> _Tasks to complete_
a: According to the passage on multi-language routing, what is commonly used to invoke a controller so that the language selector can live in the Layout page?
b: Write the next part of the passage on multi-language routing, picking up after its final sentence.

In the last post I talked about implementing a custom route in order to improve the route handling work to support multiple languages in a web application. This custom route would remove the need of duplicate the route (with and without the language parameter) and in the first part of this series I showed an example where the view rendered the language selector using ActionLink for generating the urls, and the collection to iterate was expected to be as part of the view model.
But this is not always possible to do, in fact, the most common scenarios I’ve dealt with, involve putting this kind of component in a common place such as the Layout page or even a partial which is included in Layout page, but less frequent in a dedicated view. To achieve this separation, it’s common to use a Child Action for invoke a controller, which is going to execute an action and return usually a partial view.

> _Information shown_
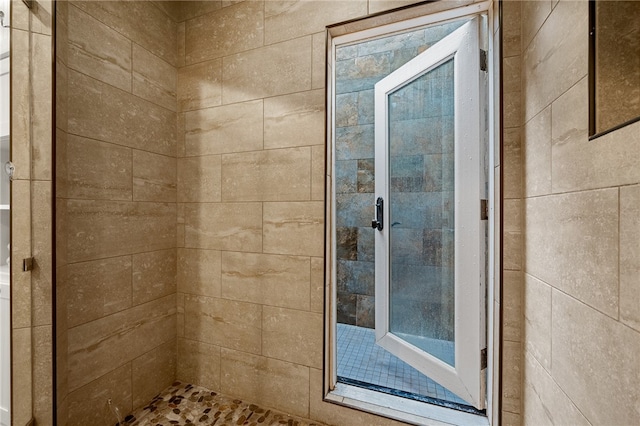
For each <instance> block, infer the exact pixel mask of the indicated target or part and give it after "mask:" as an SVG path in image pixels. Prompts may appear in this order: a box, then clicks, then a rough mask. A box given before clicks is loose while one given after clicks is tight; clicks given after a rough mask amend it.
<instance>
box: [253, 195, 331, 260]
mask: <svg viewBox="0 0 640 426" xmlns="http://www.w3.org/2000/svg"><path fill="white" fill-rule="evenodd" d="M263 208H264V231H263V232H264V243H263V251H264V252H265V253H273V254H292V255H298V256H322V255H323V251H324V244H323V243H324V203H322V202H319V201H311V202H295V203H294V202H290V203H264V207H263Z"/></svg>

> _Task results_
a: A Child Action, which executes an action and usually returns a partial view.

b:
If we take the solutions previously discussed and make a little refactoring: create an action (LanguageList) in the languages controller and move the code that renders the links to a partial view (_langSelector) and go to layout page and invoke it as:
@Html.Action("LanguageList", "Langs")
Sure you are going to see the results. The controller action should be like this:
[ChildActionOnly] public ActionResult LanguageList() { var langs = LanguageProviders.Current.GetList(); return PartialView("_langSelector", langs); }
The HTML rendered looks like this:
<a href="/Langs/LanguageList">English</a> <a href="/es-ES/Langs/LanguageList">Español</a> <a href="/fr-FR/Langs/LanguageList">Français</a>
As you can see, the urls always point to controller Langs and action LanguageList instead of pointing to current controller and action, why does it happen?
When we invoke a child action, a new request is started to the target action, that means, when the route asks for current request values, it obtains those from the new request, which means, the “original” route values were lost at the moment of making the child request.
As these values were lost, my solution is simply to provide them via parameter at invocation time. Once in the controller, the values must be passed to the view, may be using the ViewBag or even a more sophisticated solution could involve the creation of a view model with these data ready to be read by the view.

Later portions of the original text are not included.